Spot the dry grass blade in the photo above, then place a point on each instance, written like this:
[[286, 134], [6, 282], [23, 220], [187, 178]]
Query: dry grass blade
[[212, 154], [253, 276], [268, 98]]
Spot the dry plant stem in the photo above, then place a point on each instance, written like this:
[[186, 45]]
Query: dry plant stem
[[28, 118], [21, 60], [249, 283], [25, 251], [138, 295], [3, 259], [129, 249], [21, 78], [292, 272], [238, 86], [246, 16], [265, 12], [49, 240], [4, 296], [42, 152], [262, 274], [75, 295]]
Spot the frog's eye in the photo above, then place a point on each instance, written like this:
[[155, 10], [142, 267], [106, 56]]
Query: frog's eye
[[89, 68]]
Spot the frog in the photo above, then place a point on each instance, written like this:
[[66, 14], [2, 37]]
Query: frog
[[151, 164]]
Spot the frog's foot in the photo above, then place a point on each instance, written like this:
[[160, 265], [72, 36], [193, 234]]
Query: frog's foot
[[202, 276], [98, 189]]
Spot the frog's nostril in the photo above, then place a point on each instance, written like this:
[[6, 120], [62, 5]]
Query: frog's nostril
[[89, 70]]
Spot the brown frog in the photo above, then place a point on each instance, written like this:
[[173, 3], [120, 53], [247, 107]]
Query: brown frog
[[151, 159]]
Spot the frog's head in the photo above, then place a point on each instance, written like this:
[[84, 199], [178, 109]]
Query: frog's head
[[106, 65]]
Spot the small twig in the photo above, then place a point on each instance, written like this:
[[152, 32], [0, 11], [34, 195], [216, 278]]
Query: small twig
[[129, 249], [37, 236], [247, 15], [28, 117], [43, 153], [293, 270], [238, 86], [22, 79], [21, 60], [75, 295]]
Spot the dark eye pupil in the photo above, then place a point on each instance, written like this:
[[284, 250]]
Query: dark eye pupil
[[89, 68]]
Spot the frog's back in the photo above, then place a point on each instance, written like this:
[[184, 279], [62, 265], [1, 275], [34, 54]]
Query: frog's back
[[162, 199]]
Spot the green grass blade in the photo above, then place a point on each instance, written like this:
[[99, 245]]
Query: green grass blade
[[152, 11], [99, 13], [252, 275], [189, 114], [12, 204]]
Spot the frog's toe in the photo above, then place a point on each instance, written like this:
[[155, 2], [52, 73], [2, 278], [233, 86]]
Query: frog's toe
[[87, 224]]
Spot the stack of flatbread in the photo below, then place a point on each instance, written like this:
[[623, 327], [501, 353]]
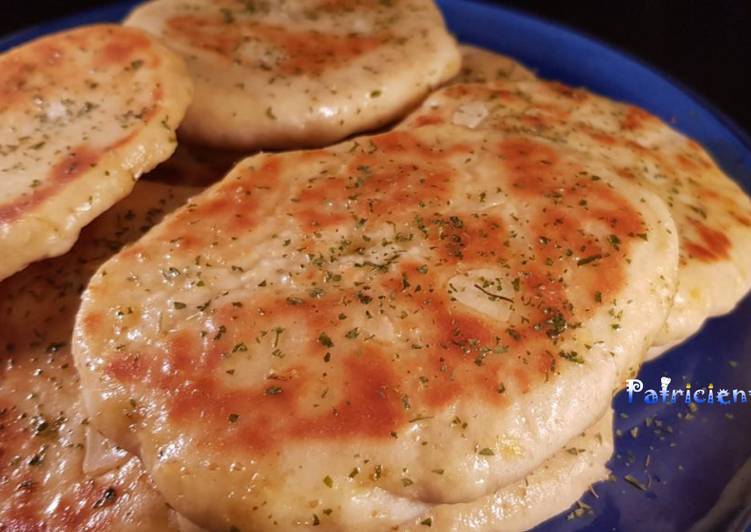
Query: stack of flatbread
[[420, 327]]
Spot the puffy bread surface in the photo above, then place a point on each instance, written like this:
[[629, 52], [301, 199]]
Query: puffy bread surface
[[711, 212], [301, 72], [45, 439], [548, 490], [82, 115], [480, 65], [336, 325]]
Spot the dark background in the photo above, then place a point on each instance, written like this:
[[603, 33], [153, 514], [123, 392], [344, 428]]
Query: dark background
[[705, 45]]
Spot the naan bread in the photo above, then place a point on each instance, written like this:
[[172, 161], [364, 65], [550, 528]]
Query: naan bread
[[301, 72], [82, 115], [318, 334], [45, 438], [480, 65], [550, 489], [712, 213]]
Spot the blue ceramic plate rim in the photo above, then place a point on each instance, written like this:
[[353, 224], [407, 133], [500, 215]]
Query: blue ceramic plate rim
[[480, 10]]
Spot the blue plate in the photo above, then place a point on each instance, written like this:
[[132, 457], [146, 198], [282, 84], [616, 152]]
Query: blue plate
[[688, 468]]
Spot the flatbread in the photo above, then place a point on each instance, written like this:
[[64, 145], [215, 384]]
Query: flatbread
[[480, 65], [301, 73], [712, 213], [549, 490], [45, 439], [323, 330], [82, 115]]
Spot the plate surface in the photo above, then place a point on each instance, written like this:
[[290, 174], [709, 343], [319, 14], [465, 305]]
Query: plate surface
[[687, 469]]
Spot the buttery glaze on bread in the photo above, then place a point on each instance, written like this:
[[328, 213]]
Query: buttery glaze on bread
[[82, 115], [316, 335]]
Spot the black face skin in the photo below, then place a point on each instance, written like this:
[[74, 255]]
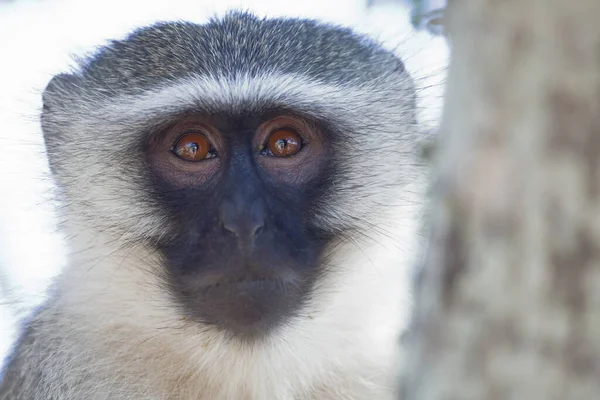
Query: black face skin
[[243, 256]]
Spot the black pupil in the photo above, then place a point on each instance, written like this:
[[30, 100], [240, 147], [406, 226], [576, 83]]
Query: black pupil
[[192, 147], [281, 143]]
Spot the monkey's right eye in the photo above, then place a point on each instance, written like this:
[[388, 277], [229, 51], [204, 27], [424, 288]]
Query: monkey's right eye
[[193, 147]]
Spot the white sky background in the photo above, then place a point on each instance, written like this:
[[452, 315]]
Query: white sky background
[[37, 39]]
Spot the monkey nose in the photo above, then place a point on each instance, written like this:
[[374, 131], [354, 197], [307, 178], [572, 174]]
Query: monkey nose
[[245, 223]]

____

Exactly as written, set down the lines from the line holding "Spot the flatbread" to the last line of the data, both ends included, pictures excluded.

Spot the flatbread in the photo above, then place a point on each instance, written like this:
[[64, 145], [215, 384]]
Query: flatbread
[[480, 65], [301, 73], [712, 213], [549, 490], [45, 439], [323, 330], [82, 115]]
Spot the plate surface in the photo above, then place a point on each instance, written like this:
[[290, 174], [709, 343], [319, 14], [465, 305]]
Query: plate surface
[[687, 469]]
Spot the buttery glaze on bread in the photo above, then place a point on each instance, written like this:
[[328, 213]]
Query: buttery glaze on bread
[[82, 115], [316, 335]]
Spot the black face skin in the photo below, then place a point on each instance, written like this:
[[74, 255]]
Query: black face skin
[[243, 256]]
Spot the black pupil in the photo above, then place a point on each instance, written like this:
[[30, 100], [240, 147], [406, 226], [576, 83]]
Query: black pupil
[[192, 147], [281, 143]]
Spot the monkey's right eye in the photo above, then place a point on each instance, written like this:
[[388, 277], [229, 51], [204, 27], [424, 288]]
Query: monkey's right eye
[[193, 147]]
Spot the white sky background in the photo above, then place a point on each instance, written like this:
[[452, 315]]
Query: white sky background
[[37, 39]]
Spot the monkey nose in the photo above, then place a point on each instance, written like this:
[[374, 131], [354, 197], [307, 178], [572, 174]]
Query: monkey nose
[[245, 223]]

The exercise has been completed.